• _TASK BRIEF_: Render everything from the line containing "of the snowy" down to the end of the records as a two-column CSV with headers "entry" and "answer". Give one row per record, with its text under "entry" and its answer under "answer", each in a single quoted field with line breaks turned into spaces, and leave the pictures out.

• _TASK DATA_:

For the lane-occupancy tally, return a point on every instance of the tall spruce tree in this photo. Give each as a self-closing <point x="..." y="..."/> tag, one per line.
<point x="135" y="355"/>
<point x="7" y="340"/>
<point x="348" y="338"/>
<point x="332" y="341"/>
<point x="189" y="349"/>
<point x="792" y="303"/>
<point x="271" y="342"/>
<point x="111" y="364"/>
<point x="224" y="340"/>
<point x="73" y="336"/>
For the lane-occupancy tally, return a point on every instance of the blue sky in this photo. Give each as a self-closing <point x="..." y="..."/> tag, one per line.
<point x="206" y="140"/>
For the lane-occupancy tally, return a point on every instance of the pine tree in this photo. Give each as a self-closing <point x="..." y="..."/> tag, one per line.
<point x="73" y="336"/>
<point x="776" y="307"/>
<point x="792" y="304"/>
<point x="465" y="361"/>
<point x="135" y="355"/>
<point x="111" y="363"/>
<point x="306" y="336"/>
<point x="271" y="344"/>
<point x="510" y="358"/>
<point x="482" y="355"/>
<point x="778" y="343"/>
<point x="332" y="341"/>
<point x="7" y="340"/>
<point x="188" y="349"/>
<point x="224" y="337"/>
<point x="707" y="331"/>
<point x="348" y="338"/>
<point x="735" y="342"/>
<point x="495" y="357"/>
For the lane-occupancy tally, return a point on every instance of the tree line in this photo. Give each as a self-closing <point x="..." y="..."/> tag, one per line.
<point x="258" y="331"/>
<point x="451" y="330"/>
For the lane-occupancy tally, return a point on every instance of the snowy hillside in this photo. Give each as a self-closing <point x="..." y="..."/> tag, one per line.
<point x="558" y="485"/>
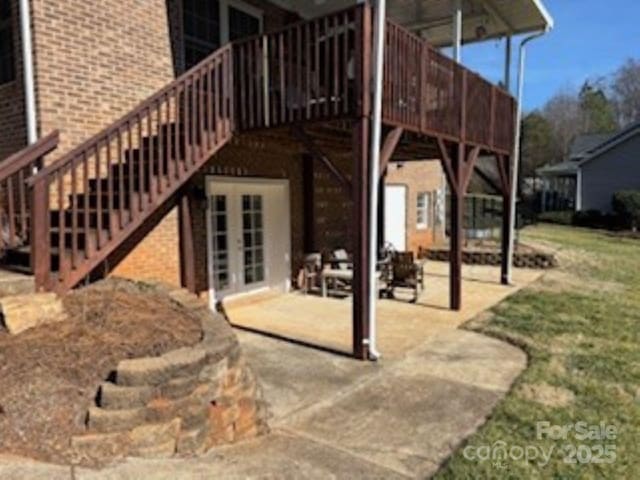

• _RESPONSE TO THE TASK_:
entry,answer
"For the lane-occupancy tally, return a point on every instance of the snowy hillside in this photo. Give each as a self-closing <point x=""..."" y=""...""/> tag, one per line.","<point x=""558"" y=""485""/>"